Your instructions:
Extract, from the listing that follows, each line containing the word "star".

┌─ Extracted entries

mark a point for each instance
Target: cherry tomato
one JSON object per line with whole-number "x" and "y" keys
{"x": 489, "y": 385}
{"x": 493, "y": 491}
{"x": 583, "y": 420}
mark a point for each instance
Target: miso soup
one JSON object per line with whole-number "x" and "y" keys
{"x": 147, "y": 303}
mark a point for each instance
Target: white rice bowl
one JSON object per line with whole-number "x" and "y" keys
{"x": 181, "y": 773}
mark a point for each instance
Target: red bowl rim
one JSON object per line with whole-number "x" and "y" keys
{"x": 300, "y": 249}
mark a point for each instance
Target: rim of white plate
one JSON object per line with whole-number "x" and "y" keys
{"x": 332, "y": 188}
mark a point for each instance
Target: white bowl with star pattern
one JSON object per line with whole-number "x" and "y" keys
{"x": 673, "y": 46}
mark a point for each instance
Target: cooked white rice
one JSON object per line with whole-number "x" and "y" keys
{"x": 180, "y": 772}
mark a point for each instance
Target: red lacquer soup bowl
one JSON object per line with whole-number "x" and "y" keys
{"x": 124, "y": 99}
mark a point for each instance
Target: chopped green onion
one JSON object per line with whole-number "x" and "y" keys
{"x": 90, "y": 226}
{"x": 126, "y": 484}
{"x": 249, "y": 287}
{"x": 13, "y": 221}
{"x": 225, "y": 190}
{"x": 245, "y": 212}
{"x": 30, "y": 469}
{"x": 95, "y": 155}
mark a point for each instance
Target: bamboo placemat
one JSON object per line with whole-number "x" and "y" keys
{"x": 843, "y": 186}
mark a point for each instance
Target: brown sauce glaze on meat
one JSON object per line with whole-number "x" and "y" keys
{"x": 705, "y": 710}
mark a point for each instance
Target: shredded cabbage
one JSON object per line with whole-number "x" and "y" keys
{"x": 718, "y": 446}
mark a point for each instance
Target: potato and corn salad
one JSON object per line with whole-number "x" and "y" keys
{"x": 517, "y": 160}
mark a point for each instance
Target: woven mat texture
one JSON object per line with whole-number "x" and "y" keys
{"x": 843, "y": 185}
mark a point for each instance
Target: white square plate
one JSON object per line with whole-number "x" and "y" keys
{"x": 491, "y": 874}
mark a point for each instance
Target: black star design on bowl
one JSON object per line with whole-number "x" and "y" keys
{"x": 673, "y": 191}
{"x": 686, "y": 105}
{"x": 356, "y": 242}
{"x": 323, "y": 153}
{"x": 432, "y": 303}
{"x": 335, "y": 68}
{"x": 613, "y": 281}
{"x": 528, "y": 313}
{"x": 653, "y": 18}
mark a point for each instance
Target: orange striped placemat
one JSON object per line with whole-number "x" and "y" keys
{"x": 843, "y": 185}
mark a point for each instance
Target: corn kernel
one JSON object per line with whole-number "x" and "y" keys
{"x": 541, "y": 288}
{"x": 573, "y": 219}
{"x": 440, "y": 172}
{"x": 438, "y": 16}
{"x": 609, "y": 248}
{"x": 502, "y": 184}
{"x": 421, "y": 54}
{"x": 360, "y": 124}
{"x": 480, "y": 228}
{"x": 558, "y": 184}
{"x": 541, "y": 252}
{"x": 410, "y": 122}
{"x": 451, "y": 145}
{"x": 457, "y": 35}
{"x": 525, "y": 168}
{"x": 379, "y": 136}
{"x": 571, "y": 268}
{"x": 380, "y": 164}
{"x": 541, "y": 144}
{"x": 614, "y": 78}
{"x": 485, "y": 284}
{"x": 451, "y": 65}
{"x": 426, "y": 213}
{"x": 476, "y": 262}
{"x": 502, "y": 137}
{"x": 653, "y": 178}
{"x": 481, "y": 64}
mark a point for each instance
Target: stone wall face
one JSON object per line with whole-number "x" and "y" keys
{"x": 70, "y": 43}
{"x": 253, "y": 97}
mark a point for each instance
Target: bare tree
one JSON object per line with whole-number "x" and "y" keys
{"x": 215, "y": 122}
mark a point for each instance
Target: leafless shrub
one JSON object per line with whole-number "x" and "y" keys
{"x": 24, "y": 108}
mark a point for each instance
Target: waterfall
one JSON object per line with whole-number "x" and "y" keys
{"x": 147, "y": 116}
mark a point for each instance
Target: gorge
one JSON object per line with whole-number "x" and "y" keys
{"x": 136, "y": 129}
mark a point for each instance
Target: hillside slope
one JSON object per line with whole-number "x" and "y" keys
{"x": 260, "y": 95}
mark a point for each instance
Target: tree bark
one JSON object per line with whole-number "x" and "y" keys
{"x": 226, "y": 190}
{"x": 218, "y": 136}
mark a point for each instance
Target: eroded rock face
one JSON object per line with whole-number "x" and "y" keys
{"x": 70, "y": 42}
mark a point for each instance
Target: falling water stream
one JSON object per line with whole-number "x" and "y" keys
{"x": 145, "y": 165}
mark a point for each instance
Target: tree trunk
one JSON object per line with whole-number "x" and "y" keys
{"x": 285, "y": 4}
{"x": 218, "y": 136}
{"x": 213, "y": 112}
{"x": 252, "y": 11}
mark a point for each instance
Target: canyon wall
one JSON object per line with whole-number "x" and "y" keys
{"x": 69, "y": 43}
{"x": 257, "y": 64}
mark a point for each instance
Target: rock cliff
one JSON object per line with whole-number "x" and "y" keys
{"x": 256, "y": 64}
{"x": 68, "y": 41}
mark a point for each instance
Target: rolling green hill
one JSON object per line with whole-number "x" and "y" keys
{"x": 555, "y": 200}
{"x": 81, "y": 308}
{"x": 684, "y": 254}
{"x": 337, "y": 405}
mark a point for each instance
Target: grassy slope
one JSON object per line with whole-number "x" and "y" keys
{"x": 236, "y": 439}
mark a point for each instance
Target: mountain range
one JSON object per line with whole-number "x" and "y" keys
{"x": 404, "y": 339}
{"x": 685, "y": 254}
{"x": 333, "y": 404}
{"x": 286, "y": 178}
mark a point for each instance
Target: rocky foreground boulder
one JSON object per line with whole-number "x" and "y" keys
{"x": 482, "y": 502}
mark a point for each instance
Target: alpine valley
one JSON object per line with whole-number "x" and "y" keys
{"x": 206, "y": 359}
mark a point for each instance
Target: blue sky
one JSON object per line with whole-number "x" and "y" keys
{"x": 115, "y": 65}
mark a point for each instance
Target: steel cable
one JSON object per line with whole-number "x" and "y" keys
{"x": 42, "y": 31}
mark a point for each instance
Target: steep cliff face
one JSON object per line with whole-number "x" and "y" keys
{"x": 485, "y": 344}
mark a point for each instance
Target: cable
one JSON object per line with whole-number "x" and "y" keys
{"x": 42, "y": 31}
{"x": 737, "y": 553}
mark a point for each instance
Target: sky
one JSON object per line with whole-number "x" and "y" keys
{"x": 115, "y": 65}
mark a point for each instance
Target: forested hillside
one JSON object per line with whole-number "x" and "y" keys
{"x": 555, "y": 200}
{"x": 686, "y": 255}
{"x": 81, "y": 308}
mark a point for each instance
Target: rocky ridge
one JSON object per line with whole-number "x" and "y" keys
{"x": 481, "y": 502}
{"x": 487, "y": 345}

└─

Completed task:
Target: white bowl with star pattern
Target: black star design on bowl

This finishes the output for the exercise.